EXTRACTED INFORMATION ::
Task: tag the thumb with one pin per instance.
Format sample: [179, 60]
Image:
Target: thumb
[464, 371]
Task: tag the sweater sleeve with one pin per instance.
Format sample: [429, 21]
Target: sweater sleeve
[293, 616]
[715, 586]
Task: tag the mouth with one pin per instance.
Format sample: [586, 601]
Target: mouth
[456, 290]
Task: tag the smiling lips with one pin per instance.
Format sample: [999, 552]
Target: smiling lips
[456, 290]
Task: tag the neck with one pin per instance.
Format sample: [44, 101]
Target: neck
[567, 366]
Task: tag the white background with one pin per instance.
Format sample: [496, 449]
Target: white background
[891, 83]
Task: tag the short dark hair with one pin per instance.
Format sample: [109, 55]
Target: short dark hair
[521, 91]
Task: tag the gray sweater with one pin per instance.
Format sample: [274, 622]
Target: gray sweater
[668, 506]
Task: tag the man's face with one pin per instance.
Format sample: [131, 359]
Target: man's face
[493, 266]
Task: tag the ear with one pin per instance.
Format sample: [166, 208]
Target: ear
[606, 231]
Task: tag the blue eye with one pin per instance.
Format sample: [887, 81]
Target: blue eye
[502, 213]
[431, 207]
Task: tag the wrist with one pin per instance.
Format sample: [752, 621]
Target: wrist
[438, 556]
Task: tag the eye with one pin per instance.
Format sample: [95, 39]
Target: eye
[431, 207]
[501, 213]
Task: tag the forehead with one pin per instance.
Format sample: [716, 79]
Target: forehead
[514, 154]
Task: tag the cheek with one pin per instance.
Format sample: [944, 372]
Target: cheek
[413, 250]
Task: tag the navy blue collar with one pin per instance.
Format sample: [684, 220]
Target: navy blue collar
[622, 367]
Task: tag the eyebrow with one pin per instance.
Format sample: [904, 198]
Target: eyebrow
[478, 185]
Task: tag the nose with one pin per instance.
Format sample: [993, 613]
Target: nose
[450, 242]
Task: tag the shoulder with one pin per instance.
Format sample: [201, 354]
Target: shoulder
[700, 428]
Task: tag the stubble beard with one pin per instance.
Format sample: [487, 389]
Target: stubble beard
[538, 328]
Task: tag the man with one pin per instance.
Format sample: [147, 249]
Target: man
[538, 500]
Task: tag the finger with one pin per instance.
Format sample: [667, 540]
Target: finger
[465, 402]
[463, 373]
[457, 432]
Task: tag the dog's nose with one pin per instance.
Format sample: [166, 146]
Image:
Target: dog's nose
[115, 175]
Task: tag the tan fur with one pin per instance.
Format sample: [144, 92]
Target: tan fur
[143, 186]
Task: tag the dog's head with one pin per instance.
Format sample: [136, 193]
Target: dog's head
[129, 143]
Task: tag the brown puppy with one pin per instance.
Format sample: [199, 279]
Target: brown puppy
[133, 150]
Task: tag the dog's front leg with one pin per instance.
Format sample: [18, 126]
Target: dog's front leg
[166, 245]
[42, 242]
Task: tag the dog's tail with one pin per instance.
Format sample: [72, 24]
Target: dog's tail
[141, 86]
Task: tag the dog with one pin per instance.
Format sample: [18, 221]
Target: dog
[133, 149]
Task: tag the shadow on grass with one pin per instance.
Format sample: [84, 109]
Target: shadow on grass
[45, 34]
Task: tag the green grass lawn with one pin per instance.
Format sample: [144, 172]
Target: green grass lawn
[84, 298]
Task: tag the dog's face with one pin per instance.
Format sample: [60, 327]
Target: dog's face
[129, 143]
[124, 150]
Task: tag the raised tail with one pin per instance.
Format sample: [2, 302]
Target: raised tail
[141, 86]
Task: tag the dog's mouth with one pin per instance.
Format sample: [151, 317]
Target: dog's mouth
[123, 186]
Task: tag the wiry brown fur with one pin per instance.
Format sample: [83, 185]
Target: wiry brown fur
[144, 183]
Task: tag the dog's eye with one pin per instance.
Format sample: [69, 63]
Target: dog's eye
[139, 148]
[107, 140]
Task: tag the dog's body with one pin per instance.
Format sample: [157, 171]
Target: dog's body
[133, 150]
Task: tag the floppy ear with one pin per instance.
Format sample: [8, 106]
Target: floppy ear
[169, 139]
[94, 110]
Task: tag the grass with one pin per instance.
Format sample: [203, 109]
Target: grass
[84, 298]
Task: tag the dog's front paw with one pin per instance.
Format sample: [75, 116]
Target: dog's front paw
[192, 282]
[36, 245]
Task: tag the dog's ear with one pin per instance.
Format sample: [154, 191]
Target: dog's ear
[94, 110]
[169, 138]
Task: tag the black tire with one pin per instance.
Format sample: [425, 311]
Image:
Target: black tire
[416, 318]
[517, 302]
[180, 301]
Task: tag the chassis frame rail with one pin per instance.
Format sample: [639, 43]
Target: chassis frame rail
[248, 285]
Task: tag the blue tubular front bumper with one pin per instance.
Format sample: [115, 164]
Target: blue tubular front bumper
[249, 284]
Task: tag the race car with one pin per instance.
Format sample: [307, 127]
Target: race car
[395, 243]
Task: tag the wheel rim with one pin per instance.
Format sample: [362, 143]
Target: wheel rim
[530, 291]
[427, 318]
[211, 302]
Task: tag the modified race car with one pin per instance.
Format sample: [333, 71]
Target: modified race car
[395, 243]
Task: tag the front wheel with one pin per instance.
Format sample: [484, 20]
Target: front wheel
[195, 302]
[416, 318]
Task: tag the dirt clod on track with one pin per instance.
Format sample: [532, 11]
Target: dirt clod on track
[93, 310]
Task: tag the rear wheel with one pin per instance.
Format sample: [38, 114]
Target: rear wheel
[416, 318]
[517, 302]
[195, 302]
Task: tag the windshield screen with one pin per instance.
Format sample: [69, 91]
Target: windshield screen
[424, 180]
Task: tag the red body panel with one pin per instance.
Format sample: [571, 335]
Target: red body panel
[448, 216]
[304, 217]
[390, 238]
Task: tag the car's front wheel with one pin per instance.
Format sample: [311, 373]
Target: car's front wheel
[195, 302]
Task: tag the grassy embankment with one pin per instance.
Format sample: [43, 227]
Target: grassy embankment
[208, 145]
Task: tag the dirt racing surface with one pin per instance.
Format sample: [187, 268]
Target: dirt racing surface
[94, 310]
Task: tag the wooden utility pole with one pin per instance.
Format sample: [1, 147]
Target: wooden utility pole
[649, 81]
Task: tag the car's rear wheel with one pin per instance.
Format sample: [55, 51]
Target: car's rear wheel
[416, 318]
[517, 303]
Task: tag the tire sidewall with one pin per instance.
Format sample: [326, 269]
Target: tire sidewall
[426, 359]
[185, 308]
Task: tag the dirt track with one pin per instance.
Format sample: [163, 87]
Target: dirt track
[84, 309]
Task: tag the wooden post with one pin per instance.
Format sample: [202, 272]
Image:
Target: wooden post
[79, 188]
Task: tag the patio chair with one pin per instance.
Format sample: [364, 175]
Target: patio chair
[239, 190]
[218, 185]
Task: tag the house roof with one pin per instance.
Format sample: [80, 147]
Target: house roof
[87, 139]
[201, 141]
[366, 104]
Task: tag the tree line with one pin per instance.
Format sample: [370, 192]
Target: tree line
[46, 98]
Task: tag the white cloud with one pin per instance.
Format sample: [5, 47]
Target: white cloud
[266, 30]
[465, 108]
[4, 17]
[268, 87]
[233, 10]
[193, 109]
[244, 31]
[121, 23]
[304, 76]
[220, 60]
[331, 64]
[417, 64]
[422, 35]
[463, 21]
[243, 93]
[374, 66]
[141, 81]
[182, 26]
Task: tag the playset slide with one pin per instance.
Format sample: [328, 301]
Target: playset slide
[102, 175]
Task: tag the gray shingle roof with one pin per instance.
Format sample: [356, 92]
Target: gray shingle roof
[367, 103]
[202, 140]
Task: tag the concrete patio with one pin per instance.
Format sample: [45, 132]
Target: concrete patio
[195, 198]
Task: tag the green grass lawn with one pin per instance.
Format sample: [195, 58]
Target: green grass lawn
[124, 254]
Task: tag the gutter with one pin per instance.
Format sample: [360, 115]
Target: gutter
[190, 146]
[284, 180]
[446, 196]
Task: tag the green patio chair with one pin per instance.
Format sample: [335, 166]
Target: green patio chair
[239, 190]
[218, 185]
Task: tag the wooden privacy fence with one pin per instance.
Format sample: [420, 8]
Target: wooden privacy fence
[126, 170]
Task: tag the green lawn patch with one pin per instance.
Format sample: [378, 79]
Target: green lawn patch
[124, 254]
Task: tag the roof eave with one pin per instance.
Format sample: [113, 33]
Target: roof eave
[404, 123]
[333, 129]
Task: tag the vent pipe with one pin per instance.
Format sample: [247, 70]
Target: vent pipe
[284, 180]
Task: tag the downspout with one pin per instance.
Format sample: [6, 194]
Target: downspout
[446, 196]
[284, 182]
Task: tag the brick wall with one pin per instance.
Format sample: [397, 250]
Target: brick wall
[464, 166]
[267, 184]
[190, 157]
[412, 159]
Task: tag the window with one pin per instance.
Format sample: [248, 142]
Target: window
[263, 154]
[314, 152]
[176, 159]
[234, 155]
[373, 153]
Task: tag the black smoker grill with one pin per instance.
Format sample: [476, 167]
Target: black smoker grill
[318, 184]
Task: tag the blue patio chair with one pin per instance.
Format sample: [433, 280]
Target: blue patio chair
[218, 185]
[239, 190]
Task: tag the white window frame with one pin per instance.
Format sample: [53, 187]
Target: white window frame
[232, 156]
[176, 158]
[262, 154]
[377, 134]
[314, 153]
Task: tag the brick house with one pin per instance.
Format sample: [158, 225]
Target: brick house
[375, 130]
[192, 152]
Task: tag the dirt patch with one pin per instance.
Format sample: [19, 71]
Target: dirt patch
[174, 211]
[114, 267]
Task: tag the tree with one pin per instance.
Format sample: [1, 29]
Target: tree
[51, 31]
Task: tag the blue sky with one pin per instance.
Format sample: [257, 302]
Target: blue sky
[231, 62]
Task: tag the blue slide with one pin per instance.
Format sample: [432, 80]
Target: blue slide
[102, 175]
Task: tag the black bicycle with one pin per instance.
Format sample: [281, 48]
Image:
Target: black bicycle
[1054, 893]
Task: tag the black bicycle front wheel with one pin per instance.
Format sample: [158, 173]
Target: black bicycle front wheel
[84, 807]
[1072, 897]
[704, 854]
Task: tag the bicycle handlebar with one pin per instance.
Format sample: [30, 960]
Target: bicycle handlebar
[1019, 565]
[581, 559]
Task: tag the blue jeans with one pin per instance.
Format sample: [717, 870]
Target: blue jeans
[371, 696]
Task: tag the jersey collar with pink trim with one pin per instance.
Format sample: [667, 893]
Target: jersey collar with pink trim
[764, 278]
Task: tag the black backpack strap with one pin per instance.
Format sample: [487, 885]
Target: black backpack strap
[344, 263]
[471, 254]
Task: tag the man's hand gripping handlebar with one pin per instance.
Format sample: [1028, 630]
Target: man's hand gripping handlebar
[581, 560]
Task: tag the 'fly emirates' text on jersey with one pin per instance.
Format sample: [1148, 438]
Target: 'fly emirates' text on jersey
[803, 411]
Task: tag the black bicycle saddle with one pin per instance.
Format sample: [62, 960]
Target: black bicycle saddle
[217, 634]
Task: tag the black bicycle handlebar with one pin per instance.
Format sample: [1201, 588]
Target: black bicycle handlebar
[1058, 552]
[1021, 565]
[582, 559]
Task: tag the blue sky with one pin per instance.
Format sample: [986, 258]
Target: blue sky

WHAT IS ASKED :: Can you lay out everything from the line containing "Task: tag the jersey" down to the last line, both included, as a Markdown table with a Row column numbering each line and an Entry column holding the line, leaving out any blank lines?

FINISHED ANSWER ::
| Row | Entry |
|---|---|
| 1 | Task: tag the jersey collar with pink trim with one pin per instance. |
| 2 | Format sample: [667, 893] |
| 3 | Target: jersey collar with pink trim |
| 4 | [764, 278] |
| 5 | Task: tag the black backpack strap with one pin per instance. |
| 6 | Format sample: [487, 885] |
| 7 | Target: black backpack strap |
| 8 | [344, 263] |
| 9 | [471, 254] |
| 10 | Task: tag the man's hand gripping handlebar with one pin per instance. |
| 11 | Format sample: [1028, 630] |
| 12 | Target: man's hand gripping handlebar |
| 13 | [581, 560] |
| 14 | Task: tag the 'fly emirates' text on jersey with one pin per instance. |
| 15 | Format sample: [1148, 438] |
| 16 | Target: 'fly emirates' text on jersey |
| 17 | [803, 411] |
| 18 | Task: tag the black bicycle saddle with one pin per instance. |
| 19 | Format sample: [62, 960] |
| 20 | Target: black bicycle saddle |
| 21 | [217, 634] |
| 22 | Task: tag the black bicycle handlebar with one pin per instance. |
| 23 | Format sample: [1201, 588] |
| 24 | Target: black bicycle handlebar |
| 25 | [1058, 552] |
| 26 | [1021, 565] |
| 27 | [582, 559] |
| 28 | Task: tag the blue sky with one pin per instance. |
| 29 | Format sample: [986, 258] |
| 30 | Target: blue sky |